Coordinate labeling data
____________________

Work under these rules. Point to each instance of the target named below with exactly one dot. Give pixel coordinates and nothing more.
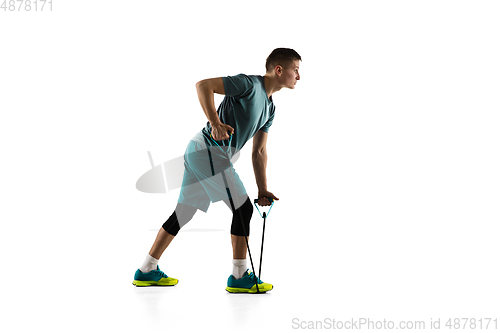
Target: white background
(385, 158)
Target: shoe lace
(252, 276)
(160, 273)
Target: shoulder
(239, 85)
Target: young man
(247, 111)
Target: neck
(271, 84)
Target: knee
(180, 217)
(241, 227)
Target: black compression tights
(183, 214)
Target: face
(290, 75)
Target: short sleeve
(237, 86)
(268, 124)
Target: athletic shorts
(208, 173)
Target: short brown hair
(281, 56)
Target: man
(247, 111)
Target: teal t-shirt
(245, 107)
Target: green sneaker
(247, 284)
(154, 278)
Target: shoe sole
(253, 290)
(138, 283)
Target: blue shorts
(208, 173)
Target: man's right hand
(220, 131)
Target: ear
(278, 70)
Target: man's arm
(206, 90)
(259, 161)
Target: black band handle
(270, 200)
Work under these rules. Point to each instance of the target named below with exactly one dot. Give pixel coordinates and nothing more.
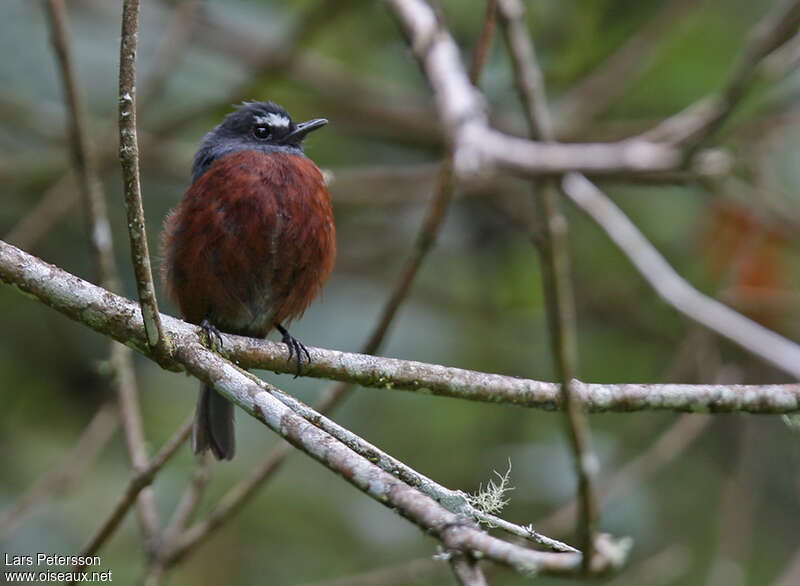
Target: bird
(250, 245)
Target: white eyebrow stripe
(273, 119)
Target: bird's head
(263, 126)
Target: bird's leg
(213, 335)
(296, 348)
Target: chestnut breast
(251, 243)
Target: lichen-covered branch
(557, 280)
(120, 319)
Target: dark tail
(213, 425)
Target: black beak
(300, 131)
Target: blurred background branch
(724, 217)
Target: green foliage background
(476, 304)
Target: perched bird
(251, 243)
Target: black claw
(213, 335)
(296, 348)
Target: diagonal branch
(692, 125)
(120, 319)
(558, 282)
(477, 148)
(142, 478)
(237, 496)
(121, 358)
(673, 288)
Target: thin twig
(129, 159)
(694, 124)
(142, 478)
(121, 358)
(259, 399)
(670, 444)
(484, 44)
(601, 87)
(558, 283)
(675, 290)
(335, 394)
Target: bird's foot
(213, 335)
(296, 348)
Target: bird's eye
(262, 132)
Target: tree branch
(708, 312)
(557, 280)
(124, 377)
(477, 148)
(129, 159)
(142, 478)
(120, 318)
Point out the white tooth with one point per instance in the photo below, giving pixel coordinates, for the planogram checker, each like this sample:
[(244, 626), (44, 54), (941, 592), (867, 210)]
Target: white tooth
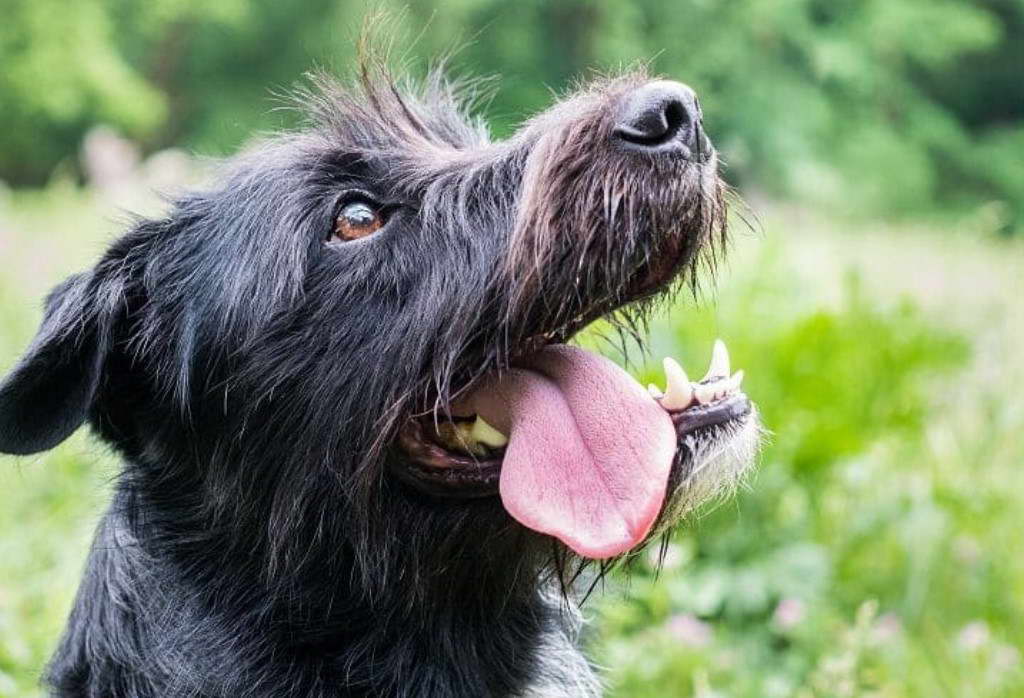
[(735, 381), (705, 392), (678, 391), (485, 434), (719, 361)]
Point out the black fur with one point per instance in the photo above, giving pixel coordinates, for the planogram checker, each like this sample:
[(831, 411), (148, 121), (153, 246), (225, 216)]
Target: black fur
[(253, 376)]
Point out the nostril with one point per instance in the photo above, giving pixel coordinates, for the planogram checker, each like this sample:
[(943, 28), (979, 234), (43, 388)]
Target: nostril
[(654, 125), (676, 118), (656, 115)]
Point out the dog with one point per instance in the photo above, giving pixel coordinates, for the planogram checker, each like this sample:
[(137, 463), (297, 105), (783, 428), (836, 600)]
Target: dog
[(359, 457)]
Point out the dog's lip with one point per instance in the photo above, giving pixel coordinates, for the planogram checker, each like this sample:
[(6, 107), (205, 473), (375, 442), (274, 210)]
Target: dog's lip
[(438, 471)]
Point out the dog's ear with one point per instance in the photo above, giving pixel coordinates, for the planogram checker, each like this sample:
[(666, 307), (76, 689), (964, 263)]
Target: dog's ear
[(49, 392)]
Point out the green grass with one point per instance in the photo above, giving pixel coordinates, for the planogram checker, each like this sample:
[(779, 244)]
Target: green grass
[(875, 553)]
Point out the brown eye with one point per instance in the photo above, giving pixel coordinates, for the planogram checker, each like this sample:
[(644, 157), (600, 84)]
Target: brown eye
[(356, 220)]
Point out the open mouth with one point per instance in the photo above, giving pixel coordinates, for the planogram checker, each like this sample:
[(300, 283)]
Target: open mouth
[(574, 446)]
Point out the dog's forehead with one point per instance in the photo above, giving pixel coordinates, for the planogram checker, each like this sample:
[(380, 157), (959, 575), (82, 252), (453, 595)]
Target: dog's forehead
[(379, 118)]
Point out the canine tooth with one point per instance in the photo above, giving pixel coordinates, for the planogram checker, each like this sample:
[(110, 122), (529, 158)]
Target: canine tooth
[(678, 390), (485, 434), (735, 381), (719, 361), (705, 393)]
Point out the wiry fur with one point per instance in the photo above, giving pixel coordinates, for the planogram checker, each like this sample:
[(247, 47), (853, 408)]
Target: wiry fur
[(254, 377)]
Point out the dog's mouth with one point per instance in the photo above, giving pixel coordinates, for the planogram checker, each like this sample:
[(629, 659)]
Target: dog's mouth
[(573, 445)]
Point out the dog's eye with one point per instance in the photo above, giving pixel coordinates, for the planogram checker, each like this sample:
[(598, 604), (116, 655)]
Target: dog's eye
[(356, 220)]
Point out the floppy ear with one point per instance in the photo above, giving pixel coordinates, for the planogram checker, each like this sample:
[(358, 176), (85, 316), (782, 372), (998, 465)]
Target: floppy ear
[(48, 394)]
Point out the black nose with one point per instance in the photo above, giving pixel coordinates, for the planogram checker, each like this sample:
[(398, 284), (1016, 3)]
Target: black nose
[(663, 116)]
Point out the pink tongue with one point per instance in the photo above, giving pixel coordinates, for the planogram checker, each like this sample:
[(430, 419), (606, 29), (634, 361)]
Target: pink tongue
[(589, 449)]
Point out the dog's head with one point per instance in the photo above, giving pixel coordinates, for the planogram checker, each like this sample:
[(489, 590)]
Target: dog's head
[(354, 342)]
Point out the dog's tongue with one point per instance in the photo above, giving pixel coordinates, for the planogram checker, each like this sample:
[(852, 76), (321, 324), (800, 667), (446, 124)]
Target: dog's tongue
[(589, 450)]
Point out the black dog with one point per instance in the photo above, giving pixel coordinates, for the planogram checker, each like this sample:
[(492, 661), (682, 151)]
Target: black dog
[(359, 460)]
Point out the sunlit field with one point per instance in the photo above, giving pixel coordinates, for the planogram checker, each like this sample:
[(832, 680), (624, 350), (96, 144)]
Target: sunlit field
[(876, 552)]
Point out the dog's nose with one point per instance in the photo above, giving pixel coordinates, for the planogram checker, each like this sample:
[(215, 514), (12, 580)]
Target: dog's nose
[(662, 116)]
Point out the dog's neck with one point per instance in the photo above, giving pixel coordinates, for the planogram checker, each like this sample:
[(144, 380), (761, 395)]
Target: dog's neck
[(214, 628)]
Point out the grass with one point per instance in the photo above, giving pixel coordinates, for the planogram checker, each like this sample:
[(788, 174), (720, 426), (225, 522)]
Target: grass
[(876, 553)]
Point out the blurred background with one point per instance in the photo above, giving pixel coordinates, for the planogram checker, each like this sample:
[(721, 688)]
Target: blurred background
[(875, 304)]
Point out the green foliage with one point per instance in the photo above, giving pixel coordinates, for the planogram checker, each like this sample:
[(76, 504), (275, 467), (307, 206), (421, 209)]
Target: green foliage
[(878, 106)]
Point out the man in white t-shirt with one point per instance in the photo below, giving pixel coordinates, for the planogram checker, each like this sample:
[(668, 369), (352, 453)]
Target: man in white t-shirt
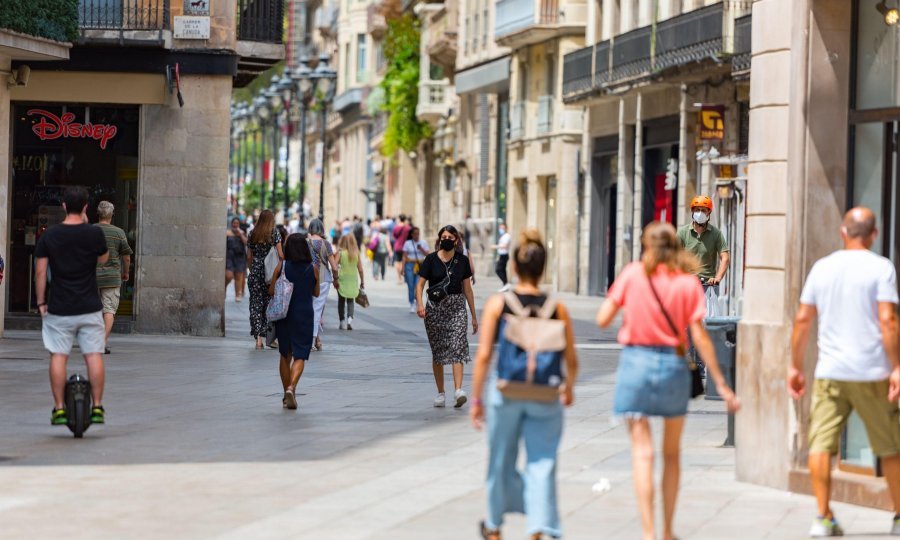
[(854, 294), (502, 248)]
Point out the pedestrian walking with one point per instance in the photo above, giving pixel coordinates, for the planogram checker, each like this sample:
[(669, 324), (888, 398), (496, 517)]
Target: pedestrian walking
[(413, 252), (115, 271), (533, 420), (236, 259), (447, 273), (400, 235), (380, 246), (73, 310), (350, 278), (853, 295), (661, 299), (502, 247), (265, 237), (295, 331), (326, 262)]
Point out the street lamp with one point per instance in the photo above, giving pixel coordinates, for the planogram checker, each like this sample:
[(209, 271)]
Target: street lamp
[(324, 79), (261, 108), (303, 78)]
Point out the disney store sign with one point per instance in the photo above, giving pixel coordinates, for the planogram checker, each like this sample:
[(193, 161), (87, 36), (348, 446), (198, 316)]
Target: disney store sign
[(50, 127)]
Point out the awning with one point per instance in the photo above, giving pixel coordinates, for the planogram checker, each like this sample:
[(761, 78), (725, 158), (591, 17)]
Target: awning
[(489, 78)]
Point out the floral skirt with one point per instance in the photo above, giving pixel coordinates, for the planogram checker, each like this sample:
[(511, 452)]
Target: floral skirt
[(446, 325)]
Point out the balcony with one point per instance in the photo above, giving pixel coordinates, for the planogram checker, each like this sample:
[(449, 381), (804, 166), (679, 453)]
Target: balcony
[(124, 21), (442, 34), (375, 21), (517, 119), (713, 33), (740, 62), (433, 100), (525, 22), (578, 71), (545, 115)]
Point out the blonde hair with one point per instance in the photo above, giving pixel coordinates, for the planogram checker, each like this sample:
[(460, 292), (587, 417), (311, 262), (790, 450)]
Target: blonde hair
[(662, 247), (348, 243), (262, 232), (530, 255)]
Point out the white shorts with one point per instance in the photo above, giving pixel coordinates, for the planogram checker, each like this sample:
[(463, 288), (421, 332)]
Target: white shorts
[(59, 333)]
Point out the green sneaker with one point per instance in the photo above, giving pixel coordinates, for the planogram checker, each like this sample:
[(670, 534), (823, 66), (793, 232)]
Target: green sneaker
[(58, 417), (98, 415)]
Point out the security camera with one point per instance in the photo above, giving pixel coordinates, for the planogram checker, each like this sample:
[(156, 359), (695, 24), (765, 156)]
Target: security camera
[(18, 76)]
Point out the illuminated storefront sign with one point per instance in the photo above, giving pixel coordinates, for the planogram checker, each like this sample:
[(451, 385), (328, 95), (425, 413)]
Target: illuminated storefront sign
[(51, 127)]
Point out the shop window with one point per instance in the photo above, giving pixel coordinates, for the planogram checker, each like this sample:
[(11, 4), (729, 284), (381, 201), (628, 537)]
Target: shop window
[(98, 149)]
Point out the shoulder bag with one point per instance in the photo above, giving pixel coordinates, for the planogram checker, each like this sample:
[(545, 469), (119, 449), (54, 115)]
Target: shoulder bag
[(440, 291), (681, 349)]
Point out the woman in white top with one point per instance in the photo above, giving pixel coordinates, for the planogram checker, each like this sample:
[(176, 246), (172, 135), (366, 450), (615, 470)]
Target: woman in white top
[(414, 252)]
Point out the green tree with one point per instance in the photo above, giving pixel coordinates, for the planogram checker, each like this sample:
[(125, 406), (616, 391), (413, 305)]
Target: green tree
[(404, 130)]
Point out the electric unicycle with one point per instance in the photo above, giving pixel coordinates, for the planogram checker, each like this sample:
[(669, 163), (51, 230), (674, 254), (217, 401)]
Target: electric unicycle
[(78, 404)]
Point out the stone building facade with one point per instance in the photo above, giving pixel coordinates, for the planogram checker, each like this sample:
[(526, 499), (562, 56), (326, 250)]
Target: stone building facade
[(166, 168), (823, 110)]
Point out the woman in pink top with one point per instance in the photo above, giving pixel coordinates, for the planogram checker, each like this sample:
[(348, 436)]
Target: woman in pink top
[(661, 297)]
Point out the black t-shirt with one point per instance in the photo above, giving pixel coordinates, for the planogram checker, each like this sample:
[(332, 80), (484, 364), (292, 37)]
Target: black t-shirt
[(434, 271), (72, 251)]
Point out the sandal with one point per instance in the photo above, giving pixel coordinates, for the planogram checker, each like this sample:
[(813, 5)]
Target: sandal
[(489, 534)]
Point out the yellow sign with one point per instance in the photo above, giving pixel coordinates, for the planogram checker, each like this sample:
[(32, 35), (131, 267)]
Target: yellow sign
[(712, 122)]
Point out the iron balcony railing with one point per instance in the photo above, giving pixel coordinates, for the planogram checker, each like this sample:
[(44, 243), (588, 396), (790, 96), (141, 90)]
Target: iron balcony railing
[(545, 115), (260, 20), (123, 14), (578, 71)]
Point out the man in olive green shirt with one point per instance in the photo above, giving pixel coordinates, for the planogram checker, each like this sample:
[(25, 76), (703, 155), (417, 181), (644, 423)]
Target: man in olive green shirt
[(706, 242), (114, 271)]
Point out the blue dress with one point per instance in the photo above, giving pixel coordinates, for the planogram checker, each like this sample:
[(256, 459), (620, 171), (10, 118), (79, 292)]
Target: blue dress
[(294, 332)]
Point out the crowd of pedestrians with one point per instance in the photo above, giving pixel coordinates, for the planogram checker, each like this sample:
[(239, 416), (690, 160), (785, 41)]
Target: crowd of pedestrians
[(526, 365)]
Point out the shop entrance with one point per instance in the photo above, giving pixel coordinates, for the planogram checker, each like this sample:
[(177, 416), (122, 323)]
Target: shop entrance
[(55, 146), (604, 170)]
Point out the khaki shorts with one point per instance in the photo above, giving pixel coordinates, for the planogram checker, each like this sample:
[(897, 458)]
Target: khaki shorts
[(110, 297), (59, 333), (834, 400)]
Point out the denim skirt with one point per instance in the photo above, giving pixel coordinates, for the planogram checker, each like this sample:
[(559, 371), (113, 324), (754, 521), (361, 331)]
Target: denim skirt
[(651, 381)]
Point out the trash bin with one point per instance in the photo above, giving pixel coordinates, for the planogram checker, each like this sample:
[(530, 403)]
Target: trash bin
[(723, 333)]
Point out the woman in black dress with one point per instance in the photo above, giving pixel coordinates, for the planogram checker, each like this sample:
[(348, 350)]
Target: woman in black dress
[(295, 331), (236, 259), (263, 238), (445, 320)]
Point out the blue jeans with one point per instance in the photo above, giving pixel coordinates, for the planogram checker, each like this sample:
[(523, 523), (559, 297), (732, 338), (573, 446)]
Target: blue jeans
[(532, 491), (411, 280)]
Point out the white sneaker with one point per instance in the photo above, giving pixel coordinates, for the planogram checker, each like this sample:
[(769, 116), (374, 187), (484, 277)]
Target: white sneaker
[(823, 527), (439, 401), (461, 398)]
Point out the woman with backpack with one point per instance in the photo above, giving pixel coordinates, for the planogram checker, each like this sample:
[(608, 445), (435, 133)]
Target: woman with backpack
[(447, 273), (350, 279), (525, 394), (295, 331), (661, 298), (265, 237), (325, 260)]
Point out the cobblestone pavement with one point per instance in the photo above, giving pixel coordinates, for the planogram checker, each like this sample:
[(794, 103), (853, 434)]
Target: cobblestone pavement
[(198, 446)]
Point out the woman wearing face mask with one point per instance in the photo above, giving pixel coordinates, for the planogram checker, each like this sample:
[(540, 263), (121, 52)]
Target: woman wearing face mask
[(446, 272)]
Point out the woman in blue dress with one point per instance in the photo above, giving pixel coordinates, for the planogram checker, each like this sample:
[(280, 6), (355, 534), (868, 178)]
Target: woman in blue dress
[(295, 332)]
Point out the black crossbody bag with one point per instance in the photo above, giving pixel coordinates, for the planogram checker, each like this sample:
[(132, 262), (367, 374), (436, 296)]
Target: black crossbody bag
[(438, 292), (696, 381)]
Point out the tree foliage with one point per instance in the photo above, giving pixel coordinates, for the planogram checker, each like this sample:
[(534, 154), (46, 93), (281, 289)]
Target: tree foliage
[(404, 130)]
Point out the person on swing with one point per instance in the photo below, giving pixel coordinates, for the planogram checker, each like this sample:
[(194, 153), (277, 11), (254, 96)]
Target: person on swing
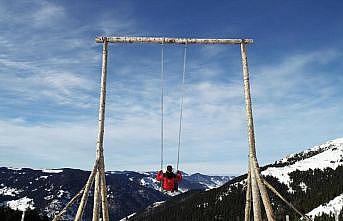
[(169, 179)]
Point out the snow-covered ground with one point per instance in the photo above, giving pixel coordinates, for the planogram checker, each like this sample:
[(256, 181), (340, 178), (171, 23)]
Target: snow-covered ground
[(332, 207), (8, 191), (52, 171), (21, 204), (331, 157)]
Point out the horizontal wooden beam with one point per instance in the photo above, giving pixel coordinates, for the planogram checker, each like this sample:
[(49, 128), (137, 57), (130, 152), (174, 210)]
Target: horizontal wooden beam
[(172, 40)]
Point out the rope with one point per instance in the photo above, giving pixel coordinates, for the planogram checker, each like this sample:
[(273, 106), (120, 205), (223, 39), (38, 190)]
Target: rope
[(181, 106), (162, 105)]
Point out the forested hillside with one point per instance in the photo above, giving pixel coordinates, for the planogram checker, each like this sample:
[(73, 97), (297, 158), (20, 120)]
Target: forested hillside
[(311, 180)]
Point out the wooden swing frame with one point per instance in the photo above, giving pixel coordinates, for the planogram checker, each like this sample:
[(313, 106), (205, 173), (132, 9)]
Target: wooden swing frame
[(256, 185)]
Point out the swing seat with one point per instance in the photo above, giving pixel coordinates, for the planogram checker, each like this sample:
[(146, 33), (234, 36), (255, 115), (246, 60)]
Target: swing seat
[(170, 182)]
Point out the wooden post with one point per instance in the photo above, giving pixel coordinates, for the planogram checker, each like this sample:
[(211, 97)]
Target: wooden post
[(256, 202), (255, 173), (96, 202), (287, 217), (101, 182), (23, 215), (336, 215), (83, 202), (248, 196)]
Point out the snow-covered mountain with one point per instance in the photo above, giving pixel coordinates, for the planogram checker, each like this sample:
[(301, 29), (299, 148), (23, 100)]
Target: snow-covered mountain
[(50, 190), (312, 180)]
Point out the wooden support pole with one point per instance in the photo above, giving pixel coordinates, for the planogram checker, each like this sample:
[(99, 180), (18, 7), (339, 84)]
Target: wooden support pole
[(256, 202), (101, 190), (96, 202), (83, 202), (172, 40), (255, 172), (23, 215), (248, 196)]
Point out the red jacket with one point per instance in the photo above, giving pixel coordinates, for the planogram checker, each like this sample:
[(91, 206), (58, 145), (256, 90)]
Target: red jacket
[(169, 179)]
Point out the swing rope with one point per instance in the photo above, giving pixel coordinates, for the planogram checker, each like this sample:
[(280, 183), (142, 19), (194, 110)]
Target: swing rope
[(181, 106), (162, 105)]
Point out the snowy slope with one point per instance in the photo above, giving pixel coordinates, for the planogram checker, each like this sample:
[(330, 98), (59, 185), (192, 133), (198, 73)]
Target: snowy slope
[(329, 155), (50, 189), (311, 179), (332, 207)]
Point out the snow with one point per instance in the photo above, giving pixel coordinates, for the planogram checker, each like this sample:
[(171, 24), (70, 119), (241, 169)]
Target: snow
[(303, 186), (156, 204), (8, 191), (21, 204), (128, 217), (335, 205), (52, 171), (14, 168), (330, 158), (143, 183)]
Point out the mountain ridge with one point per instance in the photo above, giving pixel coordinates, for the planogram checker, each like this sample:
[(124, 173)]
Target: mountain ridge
[(312, 180)]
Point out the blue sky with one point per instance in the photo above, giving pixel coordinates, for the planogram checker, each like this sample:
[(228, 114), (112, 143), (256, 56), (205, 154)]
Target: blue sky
[(50, 74)]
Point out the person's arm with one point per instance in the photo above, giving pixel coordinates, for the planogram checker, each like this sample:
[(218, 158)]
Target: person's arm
[(159, 175), (179, 176)]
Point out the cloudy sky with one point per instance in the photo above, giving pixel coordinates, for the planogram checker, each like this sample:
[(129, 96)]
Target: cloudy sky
[(50, 73)]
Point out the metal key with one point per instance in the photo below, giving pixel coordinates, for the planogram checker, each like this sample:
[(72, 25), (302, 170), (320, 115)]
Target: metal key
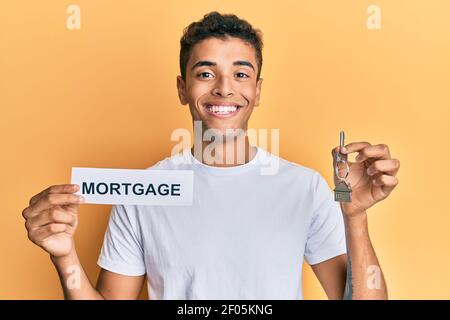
[(343, 191)]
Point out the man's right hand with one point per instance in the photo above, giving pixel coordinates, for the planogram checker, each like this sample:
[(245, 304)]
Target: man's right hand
[(51, 218)]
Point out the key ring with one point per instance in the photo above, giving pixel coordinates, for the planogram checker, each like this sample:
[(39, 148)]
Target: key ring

____________________

* Instruction:
Convert everything in the material from the line containing "Point out the nostril" down to the line containing "[(654, 125), (676, 118), (656, 115)]" into a JSON list of strings, one string per line, with blank lines omitted.

* Full solution:
[
  "Point out the nostril with one point per instance in the photo above, giving pixel coordinates, for the planogram checker, each like this sample:",
  "[(943, 28), (979, 234), (43, 388)]",
  "Target: nostril",
  "[(654, 125), (676, 118), (656, 115)]"
]